### Set task
Output these lines as a numbered list, leaving out any blank lines.

### Records to process
-------

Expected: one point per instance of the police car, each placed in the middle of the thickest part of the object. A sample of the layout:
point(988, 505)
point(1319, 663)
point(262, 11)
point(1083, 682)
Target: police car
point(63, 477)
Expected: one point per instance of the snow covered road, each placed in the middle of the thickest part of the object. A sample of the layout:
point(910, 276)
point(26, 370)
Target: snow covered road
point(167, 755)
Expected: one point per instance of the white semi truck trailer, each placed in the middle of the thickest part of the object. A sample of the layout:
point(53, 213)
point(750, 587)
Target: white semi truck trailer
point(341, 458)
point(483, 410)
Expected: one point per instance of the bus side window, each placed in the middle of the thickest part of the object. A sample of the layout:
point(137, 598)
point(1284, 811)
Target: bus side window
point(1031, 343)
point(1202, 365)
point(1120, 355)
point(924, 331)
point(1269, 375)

-------

### Exercise solution
1. Expected: one point per instance of the police car, each placed in the middle of the thickest part of the object. A sample of the layout:
2. point(988, 505)
3. point(1319, 663)
4. point(262, 11)
5. point(1083, 682)
6. Target: police car
7. point(63, 477)
8. Expected: one point per instance of the snow covered road, each placed in the middle of the thickest part of the object. A sample of the layout:
9. point(910, 276)
10. point(26, 370)
11. Target: snow covered road
12. point(167, 755)
13. Expected: one point per instance of the white semi truck trailer, each placed in the middle of the thickest part of the object. A sample of the layout:
14. point(53, 213)
15. point(750, 587)
16. Target: white semi truck trailer
17. point(341, 458)
18. point(483, 410)
19. Expected: one point per instance of the bus side window, each placed in the middle of the thickest part of the object. A sample of the layout:
20. point(137, 598)
21. point(1284, 811)
22. Target: bus side window
23. point(1031, 343)
24. point(1202, 365)
25. point(1120, 355)
26. point(924, 331)
27. point(1269, 375)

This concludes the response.